→ **Coordinate annotation records**
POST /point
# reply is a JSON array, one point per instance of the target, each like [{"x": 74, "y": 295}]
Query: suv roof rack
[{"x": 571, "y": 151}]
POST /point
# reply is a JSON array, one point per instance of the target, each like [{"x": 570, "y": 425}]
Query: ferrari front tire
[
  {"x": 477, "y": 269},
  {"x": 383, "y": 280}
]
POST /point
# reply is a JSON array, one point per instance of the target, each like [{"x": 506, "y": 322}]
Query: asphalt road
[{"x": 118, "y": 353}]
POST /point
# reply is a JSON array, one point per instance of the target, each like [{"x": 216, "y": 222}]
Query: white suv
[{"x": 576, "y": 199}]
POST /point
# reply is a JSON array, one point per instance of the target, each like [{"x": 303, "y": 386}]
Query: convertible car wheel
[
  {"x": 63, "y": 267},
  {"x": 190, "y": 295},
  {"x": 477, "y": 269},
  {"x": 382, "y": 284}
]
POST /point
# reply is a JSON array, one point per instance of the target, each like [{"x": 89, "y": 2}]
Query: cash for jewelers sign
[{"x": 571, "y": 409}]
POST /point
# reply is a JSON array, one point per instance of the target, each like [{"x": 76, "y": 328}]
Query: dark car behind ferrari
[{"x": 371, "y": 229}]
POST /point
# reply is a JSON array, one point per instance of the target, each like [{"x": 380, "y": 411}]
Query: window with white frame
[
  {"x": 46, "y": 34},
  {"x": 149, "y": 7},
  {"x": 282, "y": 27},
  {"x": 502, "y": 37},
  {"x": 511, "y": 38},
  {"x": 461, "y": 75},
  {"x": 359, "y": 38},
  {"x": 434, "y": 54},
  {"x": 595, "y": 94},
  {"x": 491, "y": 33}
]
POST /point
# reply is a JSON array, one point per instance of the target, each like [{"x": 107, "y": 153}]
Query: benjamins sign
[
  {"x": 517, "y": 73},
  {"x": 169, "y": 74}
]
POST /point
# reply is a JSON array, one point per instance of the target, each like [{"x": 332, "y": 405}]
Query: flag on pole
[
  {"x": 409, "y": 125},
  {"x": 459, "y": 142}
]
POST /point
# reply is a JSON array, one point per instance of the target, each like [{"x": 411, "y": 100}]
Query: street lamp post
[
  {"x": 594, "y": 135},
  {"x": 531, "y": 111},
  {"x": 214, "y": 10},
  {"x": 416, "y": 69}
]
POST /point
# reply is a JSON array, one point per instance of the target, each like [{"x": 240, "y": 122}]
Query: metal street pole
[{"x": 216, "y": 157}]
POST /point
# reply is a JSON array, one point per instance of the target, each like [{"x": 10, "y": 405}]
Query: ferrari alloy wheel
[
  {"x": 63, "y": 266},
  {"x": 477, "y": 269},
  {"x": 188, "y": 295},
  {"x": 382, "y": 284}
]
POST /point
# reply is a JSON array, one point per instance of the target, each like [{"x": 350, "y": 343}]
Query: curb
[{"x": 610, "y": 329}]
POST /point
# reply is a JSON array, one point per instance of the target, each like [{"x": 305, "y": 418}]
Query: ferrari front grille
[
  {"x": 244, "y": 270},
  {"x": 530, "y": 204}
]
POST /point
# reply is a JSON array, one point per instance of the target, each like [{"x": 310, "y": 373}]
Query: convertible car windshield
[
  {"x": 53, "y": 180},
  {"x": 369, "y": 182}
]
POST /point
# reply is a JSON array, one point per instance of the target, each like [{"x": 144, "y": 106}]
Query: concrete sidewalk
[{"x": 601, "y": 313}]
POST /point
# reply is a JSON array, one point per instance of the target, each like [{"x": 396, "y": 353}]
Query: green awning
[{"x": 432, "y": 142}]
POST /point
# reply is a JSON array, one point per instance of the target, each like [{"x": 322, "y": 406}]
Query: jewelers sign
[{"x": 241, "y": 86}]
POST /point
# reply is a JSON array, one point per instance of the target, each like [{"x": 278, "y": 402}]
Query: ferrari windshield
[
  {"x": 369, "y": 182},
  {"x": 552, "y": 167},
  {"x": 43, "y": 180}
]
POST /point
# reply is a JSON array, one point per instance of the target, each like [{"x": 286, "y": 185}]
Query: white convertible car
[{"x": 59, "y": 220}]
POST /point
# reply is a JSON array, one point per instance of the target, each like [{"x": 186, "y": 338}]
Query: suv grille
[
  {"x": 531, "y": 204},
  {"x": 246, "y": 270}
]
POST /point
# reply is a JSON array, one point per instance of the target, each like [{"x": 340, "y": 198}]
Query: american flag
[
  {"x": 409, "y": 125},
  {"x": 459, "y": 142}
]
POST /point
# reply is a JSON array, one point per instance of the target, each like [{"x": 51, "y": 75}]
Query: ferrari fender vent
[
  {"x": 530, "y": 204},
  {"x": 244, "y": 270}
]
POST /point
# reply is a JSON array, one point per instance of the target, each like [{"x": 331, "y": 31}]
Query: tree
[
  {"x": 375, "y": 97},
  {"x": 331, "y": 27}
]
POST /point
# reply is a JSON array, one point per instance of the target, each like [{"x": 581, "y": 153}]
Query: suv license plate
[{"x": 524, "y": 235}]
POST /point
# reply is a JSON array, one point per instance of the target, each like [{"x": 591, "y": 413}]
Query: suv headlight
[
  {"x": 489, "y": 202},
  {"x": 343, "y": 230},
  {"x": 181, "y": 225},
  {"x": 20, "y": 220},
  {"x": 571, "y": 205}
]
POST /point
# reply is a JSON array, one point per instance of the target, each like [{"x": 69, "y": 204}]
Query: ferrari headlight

→ **What you have to do**
Give back each line above precisely as it stands.

→ **Task result**
POST /point
# reply is a JSON array, one point per instance of the target, each like [{"x": 74, "y": 295}]
Query: suv roof rack
[{"x": 571, "y": 151}]
POST /point
# reply is a JSON array, one point per instance of the target, each like [{"x": 570, "y": 425}]
Query: ferrari front tire
[
  {"x": 477, "y": 269},
  {"x": 383, "y": 280}
]
POST /point
# reply is a JSON array, one point per instance of the target, each like [{"x": 506, "y": 322}]
Query: asphalt road
[{"x": 118, "y": 353}]
POST /point
# reply is a JSON array, one point per instance of the target, each like [{"x": 216, "y": 222}]
Query: white suv
[{"x": 576, "y": 199}]
POST /point
# reply is a JSON array, one point per instance of the target, each like [{"x": 303, "y": 386}]
Query: convertible car wheel
[
  {"x": 63, "y": 267},
  {"x": 190, "y": 295},
  {"x": 477, "y": 269},
  {"x": 382, "y": 284}
]
POST /point
# reply is a JSON array, one point per instance of the target, each like [{"x": 89, "y": 2}]
Query: cash for jewelers sign
[{"x": 571, "y": 409}]
POST /point
# reply is a JSON array, one point per instance of the target, each like [{"x": 76, "y": 328}]
Query: dark car behind ferrari
[{"x": 371, "y": 229}]
POST /point
# reply is a JSON array, one point per instance of the target, each like [{"x": 380, "y": 411}]
Query: window with white frame
[
  {"x": 46, "y": 34},
  {"x": 149, "y": 7},
  {"x": 282, "y": 27},
  {"x": 502, "y": 37},
  {"x": 511, "y": 38},
  {"x": 461, "y": 75},
  {"x": 359, "y": 38},
  {"x": 434, "y": 54},
  {"x": 595, "y": 94},
  {"x": 491, "y": 33}
]
POST /point
# reply is a JSON array, one point per instance of the target, each like [{"x": 107, "y": 153}]
Query: benjamins sign
[
  {"x": 517, "y": 73},
  {"x": 169, "y": 74}
]
POST /point
# reply is a JSON array, one point per instance of the target, each like [{"x": 332, "y": 405}]
Query: flag on pole
[
  {"x": 409, "y": 125},
  {"x": 459, "y": 142}
]
POST /point
# reply is a JSON array, one point per instance of the target, each like [{"x": 411, "y": 100}]
Query: street lamp post
[
  {"x": 594, "y": 135},
  {"x": 531, "y": 111},
  {"x": 214, "y": 10},
  {"x": 416, "y": 69}
]
POST /point
# reply is a JSON array, one point per instance of the target, each like [{"x": 240, "y": 122}]
Query: metal street pole
[{"x": 216, "y": 157}]
POST /point
# reply is a JSON array, one point per instance of the target, each like [{"x": 10, "y": 405}]
Query: ferrari alloy wheel
[
  {"x": 63, "y": 266},
  {"x": 477, "y": 269},
  {"x": 188, "y": 295},
  {"x": 382, "y": 284}
]
POST /point
# reply is a JSON array, one point per instance of the target, each like [{"x": 350, "y": 343}]
Query: curb
[{"x": 610, "y": 329}]
POST /point
# reply is a JSON array, one point per instance of the target, each like [{"x": 305, "y": 418}]
Query: ferrari front grille
[
  {"x": 244, "y": 270},
  {"x": 530, "y": 204}
]
POST /point
# reply is a JSON array, one point per instance of the target, each like [{"x": 310, "y": 373}]
Query: convertible car windshield
[
  {"x": 53, "y": 180},
  {"x": 369, "y": 182}
]
POST /point
# reply is a JSON array, one point per instance of the target, each like [{"x": 144, "y": 106}]
Query: concrete sidewalk
[{"x": 601, "y": 313}]
POST /point
# reply is a JSON array, one point per instance of the target, each like [{"x": 396, "y": 353}]
Query: green awning
[{"x": 432, "y": 142}]
POST /point
# reply is a JSON array, one point per instance of the target, each like [{"x": 322, "y": 406}]
Query: jewelers sign
[{"x": 241, "y": 86}]
POST /point
# reply is a JSON array, one point per instance of the target, each like [{"x": 278, "y": 402}]
Query: ferrari windshield
[
  {"x": 369, "y": 182},
  {"x": 552, "y": 167},
  {"x": 43, "y": 180}
]
POST /point
# reply is a JSON array, one point per instance of the target, each like [{"x": 286, "y": 185}]
Query: white convertible car
[{"x": 59, "y": 220}]
POST /point
# reply is a JSON array, one point per instance of the target, each like [{"x": 186, "y": 338}]
Query: suv grille
[
  {"x": 531, "y": 204},
  {"x": 246, "y": 270}
]
POST /point
# reply is a JSON array, one point per instance of the target, each like [{"x": 340, "y": 198}]
Query: american flag
[
  {"x": 409, "y": 125},
  {"x": 459, "y": 142}
]
POST /point
# reply is a JSON array, one point per instance of the target, each like [{"x": 51, "y": 75}]
Query: ferrari fender vent
[
  {"x": 530, "y": 204},
  {"x": 244, "y": 270}
]
POST /point
# reply is a JSON array, one point per instance of the target, each like [{"x": 331, "y": 31}]
Query: tree
[
  {"x": 375, "y": 97},
  {"x": 331, "y": 27}
]
POST /point
# reply is a JSON array, one point per instance of the target, each like [{"x": 581, "y": 153}]
Query: suv license plate
[{"x": 524, "y": 235}]
POST /point
# reply is a JSON array, one point per instance of the target, each like [{"x": 591, "y": 413}]
Query: suv headlight
[
  {"x": 489, "y": 202},
  {"x": 343, "y": 230},
  {"x": 181, "y": 225},
  {"x": 20, "y": 220},
  {"x": 571, "y": 205}
]
POST /point
# reply is a JSON array, one point per instance of the target, each like [{"x": 69, "y": 204}]
Query: ferrari headlight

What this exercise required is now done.